Конечно, далеко не все из того, что было увидено русскими

путешественниками за месяцы пребывания в сказочных заморских землях, могло

быть сразу воспроизведено русскими мастерами, но теперь иноземные вещи стали

уже не только привозным чудом, но и образцом для подражания.

Историческая заслуга Киевской Руси состояла не только в том, что была

впервые создана новая социально-экономическая формация и сотни первобытных

племен (славянских, финно-угорских, латышско-литовских) выступили как единое

государство, крупнейшее во всей Европе. Киевская Русь за время своего

государственного единства успела и сумела создать единую народность. Мы

условно называем ее древнерусской народностью, материнской по отношению к

украинцам, русским и белорусам, вычленившимся в XIV--XV веках. В средние

века ее выражали прилагательным "русский", "люди руськие", "земля Руськая".

Единство древнерусской народности выражалось в выработке общего

литературного языка, покрывшего собою местные племенные диалекты, в сложении

общей культуры, в национальном самоощущении единства всего народа.

Феодальная культура полнее всего проявилась в городах. Но следует

помнить, что средневековый город не был единым -- его население состаштяли

феодалы, богатые купцы и духовенство, с одной стороны, и простые посадские

люди: мастера, мелкие торговцы, капитаны и матросы "корабельных пристанищ",

работные люди, с другой стороны.

▸ **Задание**: Повторите, пожалуйста, слово в слово часть отрывка о Киевской Руси выше: всё от «Конечно, далеко не» и вниз до «образцом для подражания.».

▸ **Строки данных**:
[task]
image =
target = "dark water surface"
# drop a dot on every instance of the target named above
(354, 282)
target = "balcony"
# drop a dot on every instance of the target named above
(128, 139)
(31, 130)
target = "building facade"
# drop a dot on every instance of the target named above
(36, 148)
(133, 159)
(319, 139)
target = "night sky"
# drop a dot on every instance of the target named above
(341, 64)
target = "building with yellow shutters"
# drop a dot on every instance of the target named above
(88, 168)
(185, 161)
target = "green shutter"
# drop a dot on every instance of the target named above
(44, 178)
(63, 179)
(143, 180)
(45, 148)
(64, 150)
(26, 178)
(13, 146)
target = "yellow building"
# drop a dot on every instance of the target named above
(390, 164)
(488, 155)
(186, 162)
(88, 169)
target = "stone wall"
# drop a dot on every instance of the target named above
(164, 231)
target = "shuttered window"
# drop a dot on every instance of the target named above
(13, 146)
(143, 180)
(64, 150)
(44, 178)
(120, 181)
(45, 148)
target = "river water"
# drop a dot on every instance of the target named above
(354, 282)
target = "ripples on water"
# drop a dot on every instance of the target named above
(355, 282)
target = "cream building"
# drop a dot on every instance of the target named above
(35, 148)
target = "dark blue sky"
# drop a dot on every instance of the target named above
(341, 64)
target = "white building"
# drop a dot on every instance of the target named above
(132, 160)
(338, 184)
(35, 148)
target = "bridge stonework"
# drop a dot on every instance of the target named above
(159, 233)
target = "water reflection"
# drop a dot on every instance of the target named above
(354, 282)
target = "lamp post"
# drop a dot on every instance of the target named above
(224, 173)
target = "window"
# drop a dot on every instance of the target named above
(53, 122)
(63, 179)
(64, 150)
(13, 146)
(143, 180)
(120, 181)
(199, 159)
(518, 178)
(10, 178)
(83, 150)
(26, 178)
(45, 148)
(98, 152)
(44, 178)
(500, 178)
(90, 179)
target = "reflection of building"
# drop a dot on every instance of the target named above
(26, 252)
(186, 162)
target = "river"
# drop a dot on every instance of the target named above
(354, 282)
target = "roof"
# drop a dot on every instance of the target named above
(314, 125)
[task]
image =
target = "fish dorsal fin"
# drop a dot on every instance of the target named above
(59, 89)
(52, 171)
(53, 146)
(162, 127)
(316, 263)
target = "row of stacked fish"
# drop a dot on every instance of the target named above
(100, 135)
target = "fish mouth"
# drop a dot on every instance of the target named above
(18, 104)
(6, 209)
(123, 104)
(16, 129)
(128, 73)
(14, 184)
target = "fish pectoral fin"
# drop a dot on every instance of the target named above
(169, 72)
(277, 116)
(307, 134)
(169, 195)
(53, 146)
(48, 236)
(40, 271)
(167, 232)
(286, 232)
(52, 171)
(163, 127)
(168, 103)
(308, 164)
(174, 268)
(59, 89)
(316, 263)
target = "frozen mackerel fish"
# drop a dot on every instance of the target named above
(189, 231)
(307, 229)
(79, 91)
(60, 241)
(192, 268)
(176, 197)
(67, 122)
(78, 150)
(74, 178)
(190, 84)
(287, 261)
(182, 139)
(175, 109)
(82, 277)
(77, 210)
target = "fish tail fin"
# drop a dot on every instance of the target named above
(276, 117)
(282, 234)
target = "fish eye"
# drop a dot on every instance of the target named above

▸ **Результат**:
Конечно, далеко не все из того, что было увидено русскими

путешественниками за месяцы пребывания в сказочных заморских землях, могло

быть сразу воспроизведено русскими мастерами, но теперь иноземные вещи стали

уже не только привозным чудом, но и образцом для подражания.